::: AVAILABLE DATA :::
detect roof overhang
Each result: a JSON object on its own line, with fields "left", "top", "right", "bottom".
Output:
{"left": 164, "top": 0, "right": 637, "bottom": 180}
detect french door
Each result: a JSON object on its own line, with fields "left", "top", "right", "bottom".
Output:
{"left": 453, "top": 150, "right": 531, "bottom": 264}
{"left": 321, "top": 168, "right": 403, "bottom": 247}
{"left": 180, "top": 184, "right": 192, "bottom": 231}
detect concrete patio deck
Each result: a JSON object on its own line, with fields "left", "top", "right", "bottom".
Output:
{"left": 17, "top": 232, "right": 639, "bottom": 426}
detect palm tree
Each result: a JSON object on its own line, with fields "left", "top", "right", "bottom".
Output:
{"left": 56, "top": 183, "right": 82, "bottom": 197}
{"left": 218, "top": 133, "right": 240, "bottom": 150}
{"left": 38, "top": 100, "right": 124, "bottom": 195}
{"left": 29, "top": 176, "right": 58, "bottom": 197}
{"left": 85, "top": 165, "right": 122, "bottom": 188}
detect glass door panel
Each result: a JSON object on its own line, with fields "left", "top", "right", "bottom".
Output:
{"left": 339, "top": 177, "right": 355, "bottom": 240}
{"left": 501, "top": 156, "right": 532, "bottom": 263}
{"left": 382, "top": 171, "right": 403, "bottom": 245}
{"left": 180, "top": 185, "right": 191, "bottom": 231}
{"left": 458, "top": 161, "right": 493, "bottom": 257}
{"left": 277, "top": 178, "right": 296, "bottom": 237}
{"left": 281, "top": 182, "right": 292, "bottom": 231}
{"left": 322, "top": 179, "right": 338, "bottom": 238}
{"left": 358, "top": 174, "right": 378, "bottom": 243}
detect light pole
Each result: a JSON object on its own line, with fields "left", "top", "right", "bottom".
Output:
:::
Your task is to output the full set of records exactly as presented.

detect roof overhang
Each result: a JSON object on its own line, with fields "left", "top", "right", "bottom".
Output:
{"left": 164, "top": 0, "right": 637, "bottom": 180}
detect french door
Each result: a JSON object on its own line, with fields "left", "top", "right", "bottom".
Output:
{"left": 453, "top": 150, "right": 531, "bottom": 264}
{"left": 321, "top": 168, "right": 403, "bottom": 247}
{"left": 180, "top": 184, "right": 192, "bottom": 231}
detect concrete patio deck
Each result: a JSON object on its own line, with fields "left", "top", "right", "bottom".
Output:
{"left": 17, "top": 232, "right": 639, "bottom": 426}
detect palm tree
Each result: a JSON object on its own line, with fields "left", "top", "right", "bottom".
Output:
{"left": 56, "top": 183, "right": 82, "bottom": 197}
{"left": 218, "top": 133, "right": 240, "bottom": 150}
{"left": 38, "top": 100, "right": 124, "bottom": 195}
{"left": 29, "top": 176, "right": 58, "bottom": 197}
{"left": 85, "top": 165, "right": 122, "bottom": 188}
detect glass door panel
Each result: a JSON object on its own line, with fields "left", "top", "right", "bottom".
Output:
{"left": 339, "top": 177, "right": 355, "bottom": 240}
{"left": 501, "top": 156, "right": 532, "bottom": 263}
{"left": 382, "top": 171, "right": 403, "bottom": 245}
{"left": 180, "top": 185, "right": 191, "bottom": 231}
{"left": 458, "top": 161, "right": 493, "bottom": 257}
{"left": 277, "top": 178, "right": 296, "bottom": 237}
{"left": 281, "top": 182, "right": 292, "bottom": 231}
{"left": 322, "top": 179, "right": 338, "bottom": 238}
{"left": 358, "top": 174, "right": 378, "bottom": 243}
detect light pole
Each result: a JSON object on its own line, with fields "left", "top", "right", "bottom".
Output:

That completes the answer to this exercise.